* **RECORDS PROVIDED**:
::::::::::

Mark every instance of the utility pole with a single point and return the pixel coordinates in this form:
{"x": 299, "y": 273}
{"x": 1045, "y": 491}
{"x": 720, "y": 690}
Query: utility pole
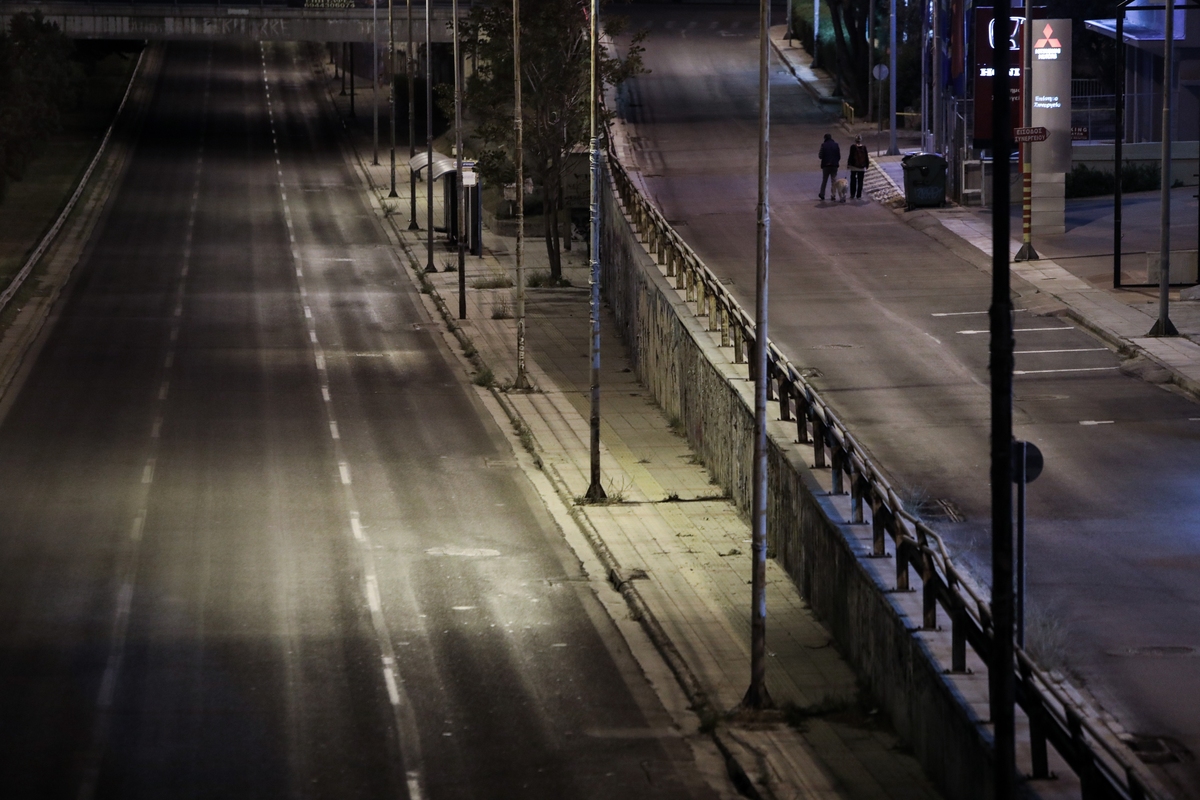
{"x": 756, "y": 696}
{"x": 521, "y": 382}
{"x": 409, "y": 68}
{"x": 1163, "y": 325}
{"x": 460, "y": 218}
{"x": 595, "y": 489}
{"x": 375, "y": 94}
{"x": 391, "y": 91}
{"x": 893, "y": 150}
{"x": 429, "y": 139}
{"x": 1027, "y": 253}
{"x": 1001, "y": 680}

::::::::::

* **ASSIGNMENT**:
Word for word, return the material above; the pictures stay out.

* **ANSWER SECTION**:
Mark every instance of the utility pole with a single point and return the pixel coordinates in this form:
{"x": 299, "y": 273}
{"x": 1045, "y": 491}
{"x": 720, "y": 690}
Query: utility pole
{"x": 756, "y": 696}
{"x": 521, "y": 382}
{"x": 409, "y": 68}
{"x": 1163, "y": 325}
{"x": 460, "y": 218}
{"x": 595, "y": 489}
{"x": 375, "y": 94}
{"x": 391, "y": 91}
{"x": 893, "y": 150}
{"x": 429, "y": 139}
{"x": 1027, "y": 253}
{"x": 1001, "y": 680}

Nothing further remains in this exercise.